*Materials provided*
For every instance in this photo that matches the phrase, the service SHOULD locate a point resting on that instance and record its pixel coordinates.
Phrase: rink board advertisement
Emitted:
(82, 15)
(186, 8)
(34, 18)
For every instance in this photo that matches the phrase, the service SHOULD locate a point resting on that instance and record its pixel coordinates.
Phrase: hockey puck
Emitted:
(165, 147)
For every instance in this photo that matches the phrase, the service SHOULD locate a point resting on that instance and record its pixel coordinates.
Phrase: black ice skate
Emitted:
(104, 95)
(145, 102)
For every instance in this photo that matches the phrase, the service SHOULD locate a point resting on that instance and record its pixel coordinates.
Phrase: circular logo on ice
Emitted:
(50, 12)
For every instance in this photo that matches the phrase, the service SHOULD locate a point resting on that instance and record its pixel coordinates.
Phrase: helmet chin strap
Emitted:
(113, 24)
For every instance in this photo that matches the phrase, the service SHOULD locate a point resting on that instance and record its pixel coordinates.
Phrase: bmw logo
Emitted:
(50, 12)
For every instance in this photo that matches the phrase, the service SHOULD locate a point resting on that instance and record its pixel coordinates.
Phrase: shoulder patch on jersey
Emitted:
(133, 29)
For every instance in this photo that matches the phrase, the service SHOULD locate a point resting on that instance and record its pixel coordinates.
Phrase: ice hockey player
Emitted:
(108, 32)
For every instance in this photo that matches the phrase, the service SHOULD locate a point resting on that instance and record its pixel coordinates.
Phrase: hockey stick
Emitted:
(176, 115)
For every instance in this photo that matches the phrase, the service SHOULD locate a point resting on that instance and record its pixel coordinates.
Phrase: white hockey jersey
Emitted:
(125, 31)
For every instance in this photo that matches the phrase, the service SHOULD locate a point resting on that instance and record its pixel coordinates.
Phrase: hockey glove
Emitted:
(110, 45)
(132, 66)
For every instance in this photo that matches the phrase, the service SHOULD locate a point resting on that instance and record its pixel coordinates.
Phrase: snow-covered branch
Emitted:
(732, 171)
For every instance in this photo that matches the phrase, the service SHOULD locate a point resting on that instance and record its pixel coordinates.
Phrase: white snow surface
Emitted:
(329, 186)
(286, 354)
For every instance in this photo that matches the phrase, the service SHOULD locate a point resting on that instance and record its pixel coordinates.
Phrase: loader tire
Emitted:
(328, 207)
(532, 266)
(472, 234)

*Task details*
Return every line holding the word "snow" from the records.

*Task output*
Phrase: snow-covered branch
Phrase: white snow surface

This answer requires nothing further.